═══ Data supplied ═══

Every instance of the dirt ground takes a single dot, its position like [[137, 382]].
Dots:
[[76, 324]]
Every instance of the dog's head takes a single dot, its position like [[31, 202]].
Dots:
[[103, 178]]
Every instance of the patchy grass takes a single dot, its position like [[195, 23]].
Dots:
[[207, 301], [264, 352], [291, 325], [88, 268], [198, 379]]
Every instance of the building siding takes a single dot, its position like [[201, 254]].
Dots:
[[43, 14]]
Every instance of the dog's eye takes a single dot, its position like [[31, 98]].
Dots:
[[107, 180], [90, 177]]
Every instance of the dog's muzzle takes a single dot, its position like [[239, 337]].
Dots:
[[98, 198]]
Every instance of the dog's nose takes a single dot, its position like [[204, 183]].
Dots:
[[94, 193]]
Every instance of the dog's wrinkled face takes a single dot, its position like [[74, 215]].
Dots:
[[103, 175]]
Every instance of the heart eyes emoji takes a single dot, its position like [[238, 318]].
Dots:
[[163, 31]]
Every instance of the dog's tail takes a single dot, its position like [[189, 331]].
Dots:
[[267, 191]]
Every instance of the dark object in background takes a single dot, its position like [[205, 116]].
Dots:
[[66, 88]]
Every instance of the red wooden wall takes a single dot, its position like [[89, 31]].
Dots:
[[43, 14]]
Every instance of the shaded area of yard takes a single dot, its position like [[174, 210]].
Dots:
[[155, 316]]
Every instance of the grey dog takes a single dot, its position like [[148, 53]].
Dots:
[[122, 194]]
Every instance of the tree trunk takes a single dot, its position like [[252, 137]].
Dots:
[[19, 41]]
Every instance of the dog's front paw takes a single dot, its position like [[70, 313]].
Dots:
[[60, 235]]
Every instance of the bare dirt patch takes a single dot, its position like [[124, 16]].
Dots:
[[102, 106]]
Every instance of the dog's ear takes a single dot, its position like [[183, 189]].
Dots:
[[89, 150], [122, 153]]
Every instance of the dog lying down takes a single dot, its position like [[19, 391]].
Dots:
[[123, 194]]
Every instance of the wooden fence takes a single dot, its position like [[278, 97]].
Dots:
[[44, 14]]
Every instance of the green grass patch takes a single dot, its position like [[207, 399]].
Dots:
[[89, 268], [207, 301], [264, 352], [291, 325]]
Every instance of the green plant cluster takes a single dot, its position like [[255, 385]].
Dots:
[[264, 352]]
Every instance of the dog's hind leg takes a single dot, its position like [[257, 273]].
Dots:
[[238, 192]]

═══
═══ Data supplied ═══

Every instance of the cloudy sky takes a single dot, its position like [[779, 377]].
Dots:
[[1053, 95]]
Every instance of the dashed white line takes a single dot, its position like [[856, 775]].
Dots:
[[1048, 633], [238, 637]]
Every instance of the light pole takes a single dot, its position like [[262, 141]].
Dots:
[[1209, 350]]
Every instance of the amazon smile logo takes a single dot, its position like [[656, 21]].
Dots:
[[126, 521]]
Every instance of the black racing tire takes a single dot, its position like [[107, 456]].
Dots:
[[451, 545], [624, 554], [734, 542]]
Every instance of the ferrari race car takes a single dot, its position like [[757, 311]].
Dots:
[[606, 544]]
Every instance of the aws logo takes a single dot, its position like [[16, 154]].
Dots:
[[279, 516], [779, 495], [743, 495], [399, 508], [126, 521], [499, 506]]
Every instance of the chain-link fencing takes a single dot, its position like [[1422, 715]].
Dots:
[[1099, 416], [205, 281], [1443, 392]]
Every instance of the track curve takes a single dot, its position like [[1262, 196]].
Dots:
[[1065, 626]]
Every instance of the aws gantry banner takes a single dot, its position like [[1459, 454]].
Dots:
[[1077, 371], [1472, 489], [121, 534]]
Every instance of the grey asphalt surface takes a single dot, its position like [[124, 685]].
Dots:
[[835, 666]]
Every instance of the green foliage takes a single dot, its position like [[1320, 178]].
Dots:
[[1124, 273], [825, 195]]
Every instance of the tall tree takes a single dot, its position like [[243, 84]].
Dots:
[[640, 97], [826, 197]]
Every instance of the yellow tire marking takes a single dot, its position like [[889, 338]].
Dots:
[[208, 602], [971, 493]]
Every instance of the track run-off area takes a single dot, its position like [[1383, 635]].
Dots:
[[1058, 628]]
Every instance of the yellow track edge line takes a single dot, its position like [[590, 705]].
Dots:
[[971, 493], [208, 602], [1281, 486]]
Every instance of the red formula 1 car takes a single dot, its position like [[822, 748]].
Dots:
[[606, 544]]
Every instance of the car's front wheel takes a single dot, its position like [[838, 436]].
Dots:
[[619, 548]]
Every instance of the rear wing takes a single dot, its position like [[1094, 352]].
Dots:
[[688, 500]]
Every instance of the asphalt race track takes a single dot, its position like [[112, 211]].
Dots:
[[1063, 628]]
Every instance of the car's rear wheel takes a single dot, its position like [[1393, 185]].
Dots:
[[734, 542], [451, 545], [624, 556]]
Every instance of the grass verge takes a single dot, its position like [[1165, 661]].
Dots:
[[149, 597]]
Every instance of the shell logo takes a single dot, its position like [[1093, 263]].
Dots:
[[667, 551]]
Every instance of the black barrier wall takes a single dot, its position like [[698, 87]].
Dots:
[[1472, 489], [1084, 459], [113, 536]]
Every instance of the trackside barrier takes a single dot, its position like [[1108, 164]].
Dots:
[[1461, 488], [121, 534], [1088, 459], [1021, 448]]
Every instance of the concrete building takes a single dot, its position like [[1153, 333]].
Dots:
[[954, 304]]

═══
═══ Data supplied ═══

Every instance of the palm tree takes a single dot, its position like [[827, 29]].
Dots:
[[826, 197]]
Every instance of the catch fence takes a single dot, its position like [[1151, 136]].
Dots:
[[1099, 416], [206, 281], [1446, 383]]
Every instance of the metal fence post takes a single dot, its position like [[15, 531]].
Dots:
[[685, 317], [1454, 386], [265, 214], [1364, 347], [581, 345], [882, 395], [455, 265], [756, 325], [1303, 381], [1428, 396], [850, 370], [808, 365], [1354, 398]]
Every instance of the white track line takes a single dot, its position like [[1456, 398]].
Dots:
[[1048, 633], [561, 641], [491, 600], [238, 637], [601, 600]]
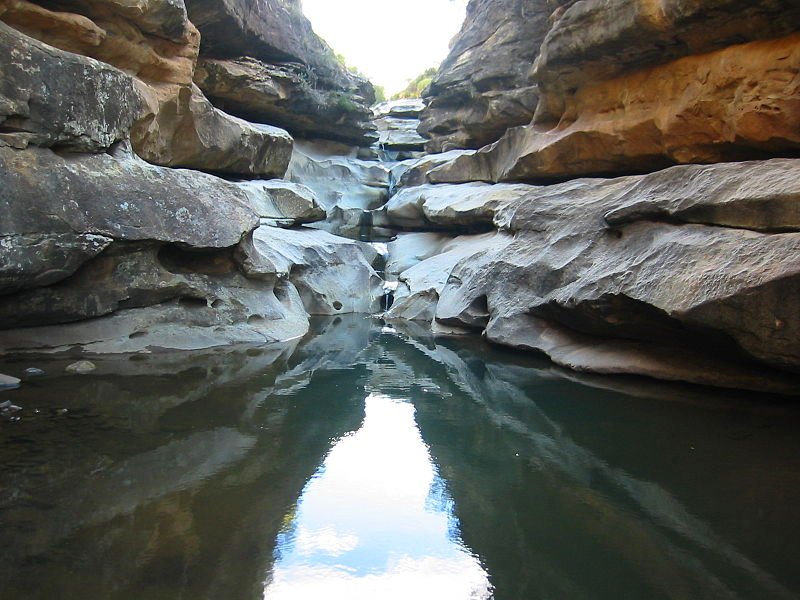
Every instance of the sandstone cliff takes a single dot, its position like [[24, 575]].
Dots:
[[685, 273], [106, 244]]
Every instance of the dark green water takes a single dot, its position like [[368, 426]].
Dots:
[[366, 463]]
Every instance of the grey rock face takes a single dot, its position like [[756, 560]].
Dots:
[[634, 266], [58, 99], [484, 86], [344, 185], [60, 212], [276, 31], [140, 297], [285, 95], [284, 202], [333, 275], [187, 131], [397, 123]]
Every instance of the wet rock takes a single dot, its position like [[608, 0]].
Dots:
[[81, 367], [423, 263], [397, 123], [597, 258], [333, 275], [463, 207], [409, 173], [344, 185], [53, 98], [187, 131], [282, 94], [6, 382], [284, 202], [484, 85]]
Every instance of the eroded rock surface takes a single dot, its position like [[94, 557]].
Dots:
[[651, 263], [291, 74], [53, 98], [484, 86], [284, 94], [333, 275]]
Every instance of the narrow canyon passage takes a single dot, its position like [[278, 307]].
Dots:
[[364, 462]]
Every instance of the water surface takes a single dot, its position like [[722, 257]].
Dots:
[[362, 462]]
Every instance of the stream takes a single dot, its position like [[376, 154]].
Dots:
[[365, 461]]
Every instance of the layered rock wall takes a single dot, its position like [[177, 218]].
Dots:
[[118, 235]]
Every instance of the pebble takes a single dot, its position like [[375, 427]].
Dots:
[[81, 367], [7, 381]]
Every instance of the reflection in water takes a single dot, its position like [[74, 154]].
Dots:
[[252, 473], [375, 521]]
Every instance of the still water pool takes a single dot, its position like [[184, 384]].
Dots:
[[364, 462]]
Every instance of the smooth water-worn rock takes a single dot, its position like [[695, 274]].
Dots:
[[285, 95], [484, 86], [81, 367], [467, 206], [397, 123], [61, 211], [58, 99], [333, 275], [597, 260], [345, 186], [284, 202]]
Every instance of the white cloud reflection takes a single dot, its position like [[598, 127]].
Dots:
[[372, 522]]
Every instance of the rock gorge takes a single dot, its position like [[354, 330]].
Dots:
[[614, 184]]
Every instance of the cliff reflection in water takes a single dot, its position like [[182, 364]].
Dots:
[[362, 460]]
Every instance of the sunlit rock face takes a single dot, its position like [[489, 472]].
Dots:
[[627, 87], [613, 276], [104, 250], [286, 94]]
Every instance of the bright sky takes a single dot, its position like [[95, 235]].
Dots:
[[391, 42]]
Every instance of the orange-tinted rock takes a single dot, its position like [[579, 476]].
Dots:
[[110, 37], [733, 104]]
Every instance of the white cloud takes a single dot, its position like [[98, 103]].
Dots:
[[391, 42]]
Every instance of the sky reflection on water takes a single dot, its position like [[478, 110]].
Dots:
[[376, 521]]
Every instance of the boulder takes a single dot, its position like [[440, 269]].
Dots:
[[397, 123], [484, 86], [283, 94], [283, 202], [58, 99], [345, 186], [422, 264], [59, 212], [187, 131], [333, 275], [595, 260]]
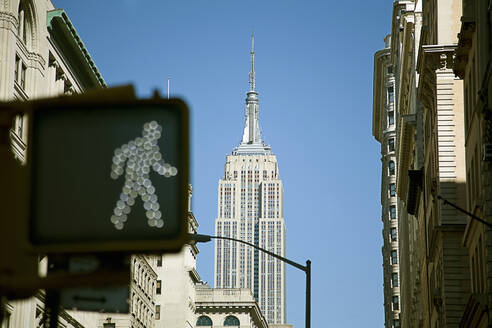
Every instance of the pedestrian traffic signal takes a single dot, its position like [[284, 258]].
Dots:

═══

> Requirements: Format the lines of the material from the line with "Every instance of the shaded" to the line with "[[238, 192]]" as a JSON list of strings, one string per line and no blank lines.

> Task solution:
[
  "Every instance of the shaded area of yard takes a single dot, its position like [[174, 210]].",
  "Dots:",
  "[[155, 316]]",
  "Every instance of the grey dog takes a single dot, its position like [[148, 53]].",
  "Dots:",
  "[[122, 194]]",
  "Every instance of the tree trunk takes a single dot, its position like [[252, 137]].",
  "Dots:",
  "[[19, 41]]",
  "Every instance of the dog's front paw takes a single dot, its position like [[70, 313]].",
  "Dots:",
  "[[60, 235]]",
  "Every instance of the bare dirt patch takes a single dot, its position like [[124, 16]].",
  "Dots:",
  "[[102, 106]]",
  "Every instance of the dog's ear takes a single dot, its position like [[183, 189]].",
  "Dots:",
  "[[89, 150], [122, 153]]",
  "Every instance of the dog lying down takes a single dot, its position like [[19, 391]].",
  "Dots:",
  "[[123, 194]]",
  "Every instance of the wooden fence takes a single dot, its position like [[278, 97]].",
  "Dots:",
  "[[44, 14]]",
  "Every instance of the green grass patch takes a single dot, its position like [[207, 399]].",
  "Dots:",
  "[[89, 268], [207, 301], [264, 352], [291, 325]]",
  "Every instance of the green plant cluster takes a single dot, its position like [[255, 385]].",
  "Dots:",
  "[[264, 352]]",
  "Every instance of the dog's hind leg takes a single dot, its position like [[257, 273]].",
  "Dots:",
  "[[238, 192]]"
]